Copy out exactly the stretch of the listing below that begins at the line containing "the red fire" and ends at the line containing "of the child's", and copy nothing outside it.

*** Opening GIVEN ENTRIES ***

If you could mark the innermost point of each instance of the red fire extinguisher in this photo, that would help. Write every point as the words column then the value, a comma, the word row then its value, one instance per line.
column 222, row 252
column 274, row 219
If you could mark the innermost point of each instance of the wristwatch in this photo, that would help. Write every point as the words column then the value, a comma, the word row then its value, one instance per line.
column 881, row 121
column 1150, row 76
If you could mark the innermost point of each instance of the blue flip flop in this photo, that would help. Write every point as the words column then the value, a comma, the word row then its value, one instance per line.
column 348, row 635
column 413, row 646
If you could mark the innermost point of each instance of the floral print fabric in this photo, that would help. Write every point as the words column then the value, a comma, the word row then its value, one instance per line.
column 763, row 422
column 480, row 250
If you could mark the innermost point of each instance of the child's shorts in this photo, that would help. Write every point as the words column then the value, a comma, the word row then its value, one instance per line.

*** Closing GIVEN ENTRIES ***
*** Opening GIVEN ENTRIES ***

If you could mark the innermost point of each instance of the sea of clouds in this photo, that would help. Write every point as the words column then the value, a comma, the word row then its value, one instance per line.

*** Closing GIVEN ENTRIES ***

## RESPONSE
If you could mark the innermost point of each instance of the red fire extinguisher in this photo, that would help. Write every point as the words column then the value, a comma, the word row then its value, one instance per line.
column 222, row 252
column 274, row 219
If you could mark the innermost point of each instance of the wristwatch in this photo, that would help. Write every point as the words column then the value, a comma, the word row then its value, one instance per line.
column 881, row 121
column 1150, row 76
If you could mark the innermost point of each instance of the blue flip flop in this photo, that would help. Write every point as the words column then the value, a comma, the word row then its value, one instance per line.
column 348, row 635
column 413, row 646
If you could mark the innermost point of each instance of the floral print fabric in this photo, that would help. Write every point as the words column then the value, a comma, the word row then its value, one instance per line.
column 763, row 422
column 480, row 250
If you could mark the innermost point of each instance of the child's shorts in this photo, that would help. Write every point as the words column then the value, a comma, the word row then its value, one instance per line.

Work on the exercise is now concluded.